● WRITTEN TASK
Print exactly the lines from the line with "Practice step: locate the blurred" to the last line of the data, please, both included.

** BEGIN MATERIAL FOR THIS EXERCISE **

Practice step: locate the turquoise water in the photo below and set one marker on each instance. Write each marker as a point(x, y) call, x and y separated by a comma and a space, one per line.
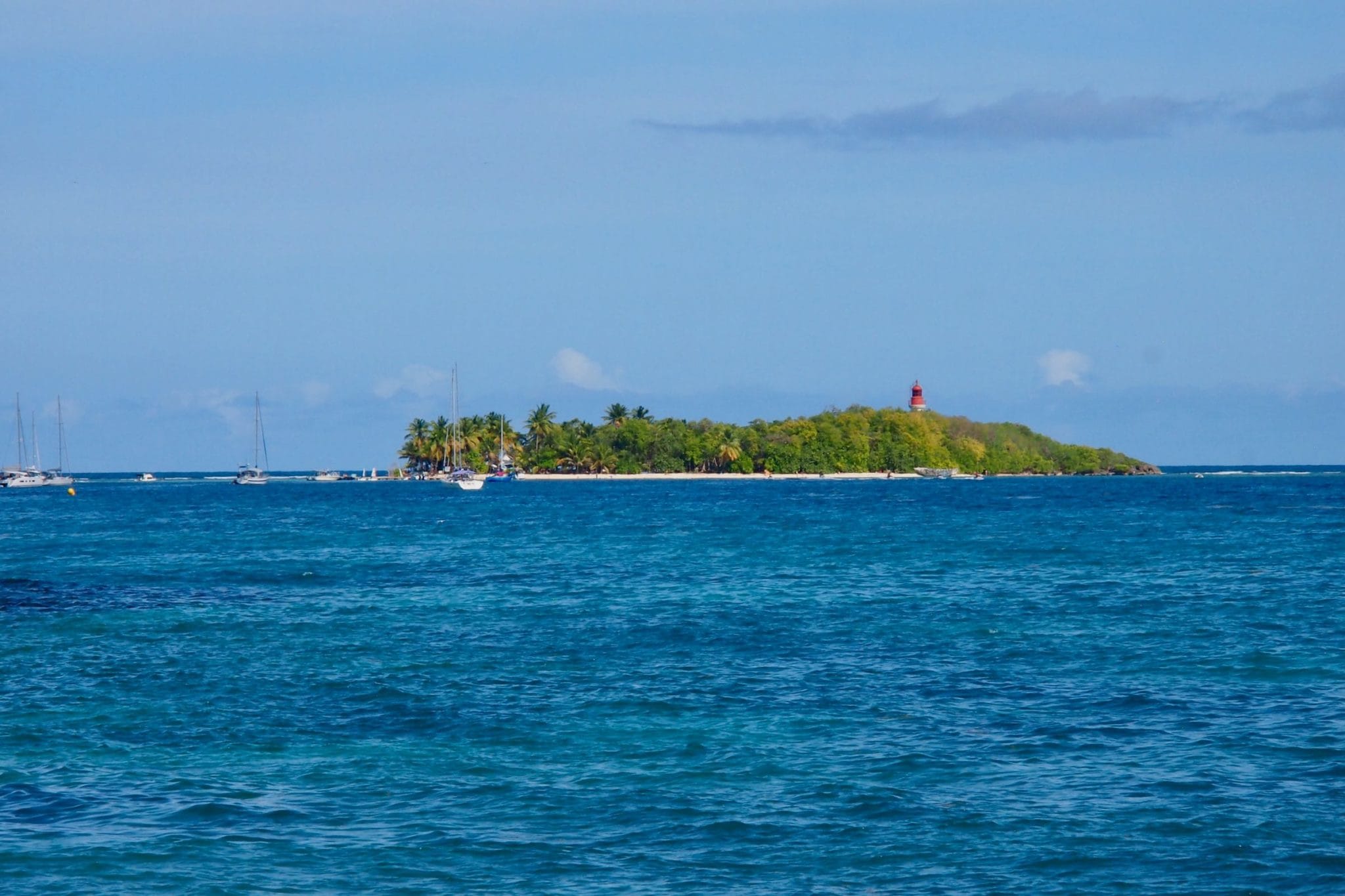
point(1017, 685)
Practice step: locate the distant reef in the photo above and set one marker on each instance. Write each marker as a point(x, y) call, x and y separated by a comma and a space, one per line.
point(856, 440)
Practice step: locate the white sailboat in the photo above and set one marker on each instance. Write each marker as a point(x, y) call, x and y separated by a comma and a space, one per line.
point(60, 476)
point(459, 476)
point(255, 475)
point(23, 476)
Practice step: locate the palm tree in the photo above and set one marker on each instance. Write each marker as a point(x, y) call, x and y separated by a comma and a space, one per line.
point(569, 452)
point(603, 459)
point(541, 425)
point(730, 452)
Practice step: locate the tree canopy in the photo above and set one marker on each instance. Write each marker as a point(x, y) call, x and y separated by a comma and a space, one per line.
point(850, 441)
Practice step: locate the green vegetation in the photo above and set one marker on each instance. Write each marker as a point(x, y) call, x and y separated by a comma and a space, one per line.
point(850, 441)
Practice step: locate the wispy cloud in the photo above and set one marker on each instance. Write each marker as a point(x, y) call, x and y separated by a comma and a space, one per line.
point(1064, 367)
point(414, 379)
point(1319, 108)
point(1021, 117)
point(580, 370)
point(315, 393)
point(228, 405)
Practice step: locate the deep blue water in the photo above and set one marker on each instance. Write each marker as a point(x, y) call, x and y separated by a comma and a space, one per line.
point(1016, 685)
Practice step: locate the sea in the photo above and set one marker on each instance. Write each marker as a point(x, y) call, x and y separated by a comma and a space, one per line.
point(1015, 685)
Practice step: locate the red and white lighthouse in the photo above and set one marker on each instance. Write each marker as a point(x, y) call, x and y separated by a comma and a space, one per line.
point(917, 398)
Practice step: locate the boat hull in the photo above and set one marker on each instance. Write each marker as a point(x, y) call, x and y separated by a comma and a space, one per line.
point(24, 481)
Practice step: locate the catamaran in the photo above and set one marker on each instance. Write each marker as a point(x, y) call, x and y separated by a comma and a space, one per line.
point(459, 476)
point(255, 475)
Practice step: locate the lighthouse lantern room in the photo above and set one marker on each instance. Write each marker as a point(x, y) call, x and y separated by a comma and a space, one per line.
point(917, 398)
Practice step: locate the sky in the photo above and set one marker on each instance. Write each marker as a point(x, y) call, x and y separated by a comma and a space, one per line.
point(1121, 224)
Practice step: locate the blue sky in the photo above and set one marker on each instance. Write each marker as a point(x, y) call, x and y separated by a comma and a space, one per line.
point(1118, 223)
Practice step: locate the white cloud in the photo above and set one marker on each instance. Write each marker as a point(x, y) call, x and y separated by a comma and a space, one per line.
point(227, 403)
point(1061, 366)
point(417, 379)
point(315, 393)
point(580, 370)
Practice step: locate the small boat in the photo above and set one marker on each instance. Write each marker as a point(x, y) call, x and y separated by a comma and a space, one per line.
point(460, 477)
point(255, 475)
point(23, 480)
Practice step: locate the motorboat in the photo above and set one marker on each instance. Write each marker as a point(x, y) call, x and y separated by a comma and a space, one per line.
point(23, 480)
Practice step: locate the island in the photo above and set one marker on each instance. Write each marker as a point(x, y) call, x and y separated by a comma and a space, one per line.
point(852, 441)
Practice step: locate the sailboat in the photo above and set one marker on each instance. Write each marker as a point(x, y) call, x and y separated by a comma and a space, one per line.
point(459, 476)
point(505, 471)
point(23, 476)
point(58, 476)
point(255, 475)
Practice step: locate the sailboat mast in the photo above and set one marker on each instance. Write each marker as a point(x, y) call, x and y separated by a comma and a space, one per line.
point(257, 430)
point(18, 417)
point(456, 459)
point(61, 440)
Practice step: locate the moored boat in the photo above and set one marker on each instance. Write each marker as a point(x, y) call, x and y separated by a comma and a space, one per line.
point(460, 477)
point(255, 475)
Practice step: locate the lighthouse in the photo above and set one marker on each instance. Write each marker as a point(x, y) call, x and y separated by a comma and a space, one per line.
point(917, 398)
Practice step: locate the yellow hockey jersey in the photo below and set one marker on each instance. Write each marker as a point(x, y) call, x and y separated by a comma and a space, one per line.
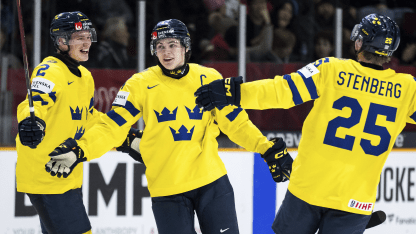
point(350, 131)
point(179, 146)
point(66, 103)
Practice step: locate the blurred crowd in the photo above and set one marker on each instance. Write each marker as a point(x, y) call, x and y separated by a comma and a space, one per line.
point(278, 31)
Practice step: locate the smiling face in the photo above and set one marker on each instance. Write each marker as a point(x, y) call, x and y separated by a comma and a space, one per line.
point(80, 44)
point(171, 53)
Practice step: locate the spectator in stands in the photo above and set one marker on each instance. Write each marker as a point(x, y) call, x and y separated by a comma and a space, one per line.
point(106, 9)
point(324, 15)
point(112, 51)
point(217, 48)
point(381, 7)
point(283, 44)
point(283, 13)
point(259, 32)
point(324, 44)
point(261, 52)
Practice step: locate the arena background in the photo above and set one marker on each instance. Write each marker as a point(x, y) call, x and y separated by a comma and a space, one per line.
point(115, 190)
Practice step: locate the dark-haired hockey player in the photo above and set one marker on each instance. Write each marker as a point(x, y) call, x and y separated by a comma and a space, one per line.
point(359, 111)
point(178, 145)
point(63, 98)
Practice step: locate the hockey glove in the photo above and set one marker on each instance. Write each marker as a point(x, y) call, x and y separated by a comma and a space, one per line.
point(219, 93)
point(278, 160)
point(31, 133)
point(131, 144)
point(65, 158)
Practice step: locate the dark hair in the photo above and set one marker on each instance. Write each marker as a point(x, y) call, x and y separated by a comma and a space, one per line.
point(375, 58)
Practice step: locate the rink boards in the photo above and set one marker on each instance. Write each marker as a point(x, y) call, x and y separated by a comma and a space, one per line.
point(127, 209)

** END MATERIAL FOR THIS EXERCISE **

● FULL ANSWER
Practice step: locate the blurred crowd in the photo above and set one marker on each instance. Write each marker as a point(x, y) call, x and y separated by a comma and a space, one per line.
point(278, 31)
Practice step: locate the smiling face in the photo above and set one marker on each instance. Write each marker as a point(x, y) call, x and y separated by a comma and a space, one per line.
point(80, 44)
point(171, 53)
Practice step: locate the spectator in stands in the photo above and set one marker on each instance. Write each marker as a point(x, y) call, x and y separated by a comma and a space, one per line.
point(106, 9)
point(324, 15)
point(112, 51)
point(217, 48)
point(381, 7)
point(283, 44)
point(283, 13)
point(259, 32)
point(324, 44)
point(261, 52)
Practice step: locate the arena background in the photo above and set one marker on each instance. Write each marker as a point(x, y) call, x and y separated by a comma and a space, one per line.
point(115, 190)
Practice step: locate the dark-haired hockey player in the photo above and set one marker on each instance. Write each marker as a point(x, y) call, x and y separated by a comma and a space, one per line.
point(359, 111)
point(178, 145)
point(63, 98)
Practice step: locate the hockey glove in the photo above and set one marker on each instance. Write each marker as a point(x, y) call, x and y separated by a comma and a space, one per line.
point(219, 93)
point(278, 160)
point(31, 133)
point(131, 144)
point(65, 158)
Practice step: locate the dark hair in the photo above and set one marker on each instance. Write each marker as a point(x, y) call, x and y separated by a comma and a space, one per line.
point(375, 58)
Practice step: locate the rink boards in the photo above and set one marker on each instance. Write each marker as a point(x, y) call, x and y separated by a comma and a space, one per line.
point(127, 209)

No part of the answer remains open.